- TEKS BACAAN -
Kejatuhan Soeharto membawa harapan kedaulatan akan dikembalikan kepada rakyat. Namun, hari-hari ini, manifestasi kedaulatan itu hanya political gimmicks.
Riwanto Tirtosudarmo | Bekerja di Lembaga Ilmu Pengetahuan Indonesia (LIPI) sejak 1980-2017 | Kini peneliti independen
Guru besar saya sewaktu kuliah di Fakultas Psikologi UI, Profesor Slamet Iman Santoso, sering mengingatkan bahwa posisi Indonesia di persimpangan jalan. Posisi Indonesia di persimpangan antara dua samudra dan dua benua. Karena letaknya di persimpangan, Indonesia menjadi tempat lalu lintas manusia. Kekayaan alam Indonesia akan selalu diperebutkan orang. Sejarah membuktikan betapa benarnya ucapan guru besar saya itu.

- TUGAS YANG DIBERIKAN A -
Menurut teks bacaan, posisi Indonesia berada di persimpangan antara apa?
- TUGAS YANG DIBERIKAN B -
Kutiplah bagian teks bacaan mulai dari "Riwanto Tirtosudarmo |" hingga dan termasuk "besar saya itu.".

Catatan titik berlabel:
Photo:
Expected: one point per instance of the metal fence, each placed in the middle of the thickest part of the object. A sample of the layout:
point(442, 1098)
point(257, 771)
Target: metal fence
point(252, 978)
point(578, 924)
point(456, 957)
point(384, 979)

- KELUARAN LENGKAP A -
Di persimpangan antara dua samudra dan dua benua.

- KELUARAN LENGKAP B -
Riwanto Tirtosudarmo | Bekerja di Lembaga Ilmu Pengetahuan Indonesia (LIPI) sejak 1980-2017 | Kini peneliti independen
Guru besar saya sewaktu kuliah di Fakultas Psikologi UI, Profesor Slamet Iman Santoso, sering mengingatkan bahwa posisi Indonesia di persimpangan jalan. Posisi Indonesia di persimpangan antara dua samudra dan dua benua. Karena letaknya di persimpangan, Indonesia menjadi tempat lalu lintas manusia. Kekayaan alam Indonesia akan selalu diperebutkan orang. Sejarah membuktikan betapa benarnya ucapan guru besar saya itu.